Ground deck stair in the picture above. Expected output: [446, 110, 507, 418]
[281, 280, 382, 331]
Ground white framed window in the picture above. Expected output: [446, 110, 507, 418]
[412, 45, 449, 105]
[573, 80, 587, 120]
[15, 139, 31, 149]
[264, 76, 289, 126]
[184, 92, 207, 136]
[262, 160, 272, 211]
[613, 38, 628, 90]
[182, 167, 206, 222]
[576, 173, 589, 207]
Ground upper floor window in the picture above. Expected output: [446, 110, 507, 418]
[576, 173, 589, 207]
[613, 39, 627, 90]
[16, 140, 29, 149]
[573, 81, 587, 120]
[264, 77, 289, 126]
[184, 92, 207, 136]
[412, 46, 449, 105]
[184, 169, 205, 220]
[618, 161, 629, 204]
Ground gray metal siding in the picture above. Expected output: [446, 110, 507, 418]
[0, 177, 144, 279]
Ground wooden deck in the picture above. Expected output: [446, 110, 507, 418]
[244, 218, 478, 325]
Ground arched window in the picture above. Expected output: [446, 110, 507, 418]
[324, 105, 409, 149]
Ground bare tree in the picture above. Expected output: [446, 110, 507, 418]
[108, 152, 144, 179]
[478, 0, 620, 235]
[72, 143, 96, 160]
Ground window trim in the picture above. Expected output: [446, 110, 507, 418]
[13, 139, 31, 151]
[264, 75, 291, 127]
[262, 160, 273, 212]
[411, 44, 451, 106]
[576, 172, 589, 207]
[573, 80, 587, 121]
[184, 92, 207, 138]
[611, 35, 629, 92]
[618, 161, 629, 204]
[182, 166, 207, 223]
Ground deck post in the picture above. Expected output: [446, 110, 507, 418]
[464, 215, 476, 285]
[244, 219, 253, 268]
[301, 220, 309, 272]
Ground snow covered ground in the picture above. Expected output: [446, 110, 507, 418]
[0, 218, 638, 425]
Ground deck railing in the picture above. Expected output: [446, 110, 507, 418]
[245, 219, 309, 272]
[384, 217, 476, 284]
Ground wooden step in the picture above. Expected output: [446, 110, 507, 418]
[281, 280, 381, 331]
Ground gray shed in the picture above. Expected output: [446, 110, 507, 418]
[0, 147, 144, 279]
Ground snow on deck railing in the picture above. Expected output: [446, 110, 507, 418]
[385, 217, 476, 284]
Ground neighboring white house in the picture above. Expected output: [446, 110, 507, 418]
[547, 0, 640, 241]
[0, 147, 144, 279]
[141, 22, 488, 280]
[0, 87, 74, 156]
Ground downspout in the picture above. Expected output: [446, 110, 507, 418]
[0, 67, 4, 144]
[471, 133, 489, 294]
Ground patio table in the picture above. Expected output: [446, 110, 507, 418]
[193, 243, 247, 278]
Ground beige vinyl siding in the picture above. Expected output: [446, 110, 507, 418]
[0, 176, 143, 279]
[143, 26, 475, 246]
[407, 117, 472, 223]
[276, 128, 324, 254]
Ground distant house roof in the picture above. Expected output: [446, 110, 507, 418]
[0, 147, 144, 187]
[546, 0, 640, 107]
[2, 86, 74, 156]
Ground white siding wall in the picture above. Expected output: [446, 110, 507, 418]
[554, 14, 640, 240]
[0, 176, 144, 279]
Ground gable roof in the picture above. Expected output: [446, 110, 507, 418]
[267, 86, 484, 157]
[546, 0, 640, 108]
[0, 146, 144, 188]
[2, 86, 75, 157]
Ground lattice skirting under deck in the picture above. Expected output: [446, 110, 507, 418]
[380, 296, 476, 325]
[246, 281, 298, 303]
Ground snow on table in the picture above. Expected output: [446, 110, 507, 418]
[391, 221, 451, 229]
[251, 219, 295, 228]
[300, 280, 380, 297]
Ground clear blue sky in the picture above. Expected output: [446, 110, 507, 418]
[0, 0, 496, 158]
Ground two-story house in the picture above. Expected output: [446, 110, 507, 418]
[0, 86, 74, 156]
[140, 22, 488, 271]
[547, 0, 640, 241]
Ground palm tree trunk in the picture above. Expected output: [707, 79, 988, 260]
- - - - -
* [The request]: Rewrite everything from the line containing "Ground clear blue" down to the end of the records, requests included, and leave the requests unchanged. Multiply each bounding-box coordinate in the answers by 0.25 and round to whole numbers, rounding halves up.

* [Expected answer]:
Ground clear blue sky in the picture above. Expected output: [446, 110, 507, 418]
[0, 0, 124, 40]
Ground two-story house in the picture above. Expected output: [446, 110, 507, 418]
[0, 22, 19, 39]
[35, 6, 122, 68]
[137, 0, 160, 60]
Ground palm tree trunk in the picture above. Expected output: [707, 79, 988, 260]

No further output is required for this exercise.